_Stored rows:_

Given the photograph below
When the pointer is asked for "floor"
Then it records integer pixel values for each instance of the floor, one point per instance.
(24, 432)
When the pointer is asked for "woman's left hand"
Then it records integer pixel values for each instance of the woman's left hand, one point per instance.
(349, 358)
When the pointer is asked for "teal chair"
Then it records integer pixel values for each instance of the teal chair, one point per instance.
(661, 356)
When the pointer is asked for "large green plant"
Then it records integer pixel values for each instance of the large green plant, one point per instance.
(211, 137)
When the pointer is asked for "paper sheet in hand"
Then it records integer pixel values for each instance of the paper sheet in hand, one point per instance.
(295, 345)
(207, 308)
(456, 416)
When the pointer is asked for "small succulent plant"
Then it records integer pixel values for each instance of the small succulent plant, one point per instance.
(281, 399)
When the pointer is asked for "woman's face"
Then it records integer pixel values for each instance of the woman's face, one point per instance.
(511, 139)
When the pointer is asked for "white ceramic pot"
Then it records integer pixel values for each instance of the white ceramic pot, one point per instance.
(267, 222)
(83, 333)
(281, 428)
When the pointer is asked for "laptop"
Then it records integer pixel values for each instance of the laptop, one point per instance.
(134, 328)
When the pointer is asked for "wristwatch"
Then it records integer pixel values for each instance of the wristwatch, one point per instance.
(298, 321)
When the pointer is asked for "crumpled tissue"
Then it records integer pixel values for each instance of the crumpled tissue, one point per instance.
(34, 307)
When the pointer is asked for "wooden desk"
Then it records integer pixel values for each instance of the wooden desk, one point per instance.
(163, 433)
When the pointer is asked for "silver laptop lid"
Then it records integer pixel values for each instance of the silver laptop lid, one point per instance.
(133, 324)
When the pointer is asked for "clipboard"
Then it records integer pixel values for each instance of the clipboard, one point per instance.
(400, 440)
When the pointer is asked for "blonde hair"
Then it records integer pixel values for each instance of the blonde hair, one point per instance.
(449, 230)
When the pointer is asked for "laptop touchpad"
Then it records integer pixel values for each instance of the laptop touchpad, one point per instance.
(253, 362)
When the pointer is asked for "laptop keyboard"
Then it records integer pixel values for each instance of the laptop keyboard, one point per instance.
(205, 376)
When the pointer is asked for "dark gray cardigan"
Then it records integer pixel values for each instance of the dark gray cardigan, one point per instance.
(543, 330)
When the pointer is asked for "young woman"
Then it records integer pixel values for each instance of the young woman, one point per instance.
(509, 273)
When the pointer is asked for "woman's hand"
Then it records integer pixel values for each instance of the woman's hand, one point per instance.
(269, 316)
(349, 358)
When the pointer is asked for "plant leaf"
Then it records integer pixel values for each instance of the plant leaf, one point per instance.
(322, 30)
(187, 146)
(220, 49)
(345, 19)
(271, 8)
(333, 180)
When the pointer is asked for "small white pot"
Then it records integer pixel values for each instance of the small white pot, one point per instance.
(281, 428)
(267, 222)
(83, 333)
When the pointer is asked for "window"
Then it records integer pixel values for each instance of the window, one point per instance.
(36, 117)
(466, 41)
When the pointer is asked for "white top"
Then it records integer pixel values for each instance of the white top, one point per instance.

_Problem requirements:_ Gather every line in the listing above that contains the word "wristwatch", matching case exactly.

_Answer:_
When the pointer is asked for "wristwatch"
Then it records integer pixel values for each instance of the wristwatch, one point per instance.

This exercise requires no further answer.